──────── LISTED ENTRIES ────────

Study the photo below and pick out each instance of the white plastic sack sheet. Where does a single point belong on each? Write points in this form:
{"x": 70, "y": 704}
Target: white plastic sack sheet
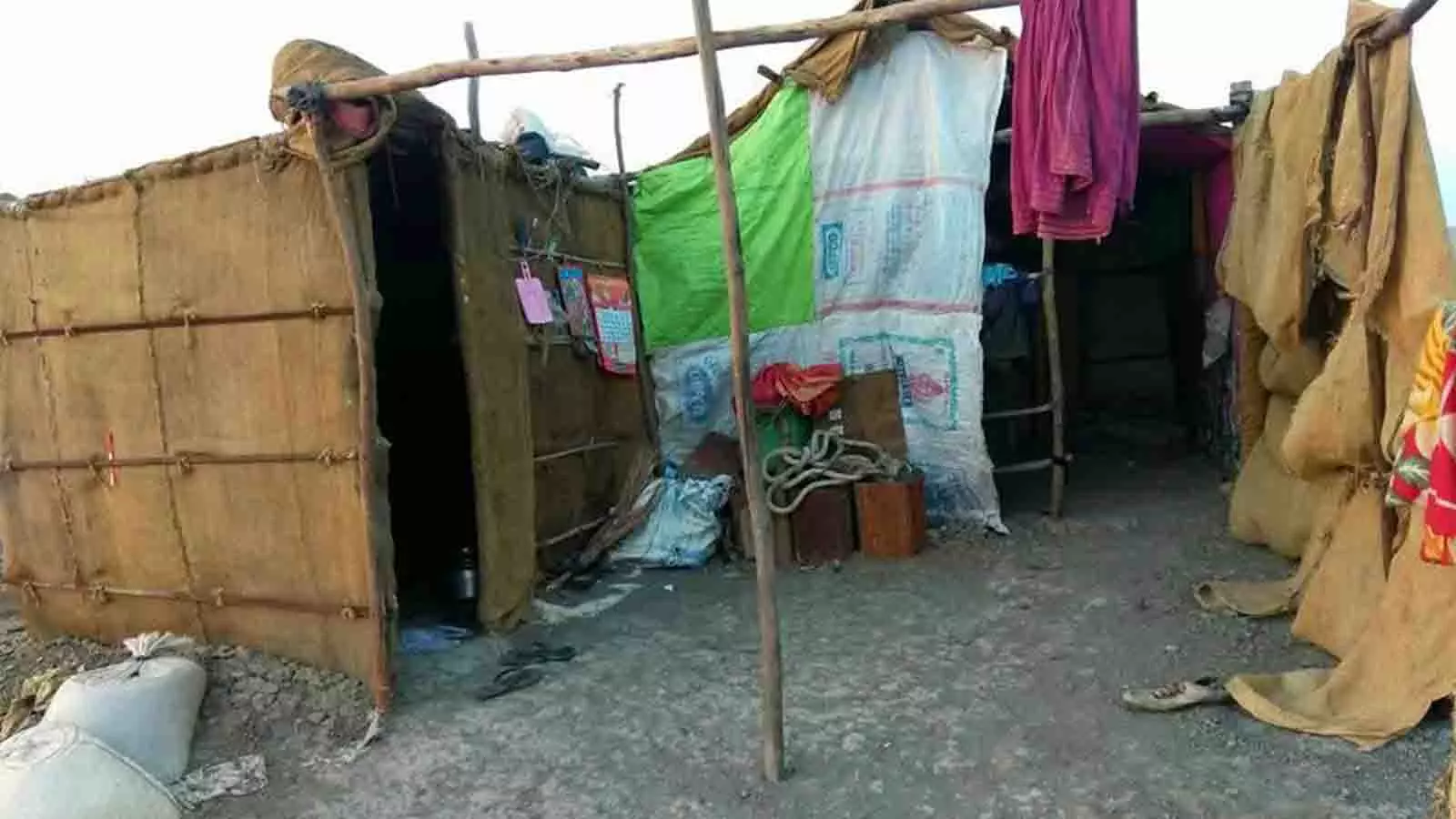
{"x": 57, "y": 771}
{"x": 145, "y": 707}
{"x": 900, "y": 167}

────────

### [PROBLEM DETAILS]
Lay out every line of the listing above as a Markdown table with the columns "Row" and "Line", numbering each row and skipping blank lines. Leave the pictures out.

### [ANSWER IN FULL]
| Row | Line |
|---|---|
| 1 | Study the photo below and pick out each instance of the white plastic sack sheet. Where does a single point belong on each? Write points in this form: |
| 2 | {"x": 70, "y": 704} |
| 3 | Target: white plastic sack sheet |
| 4 | {"x": 57, "y": 771} |
| 5 | {"x": 145, "y": 707} |
| 6 | {"x": 900, "y": 167} |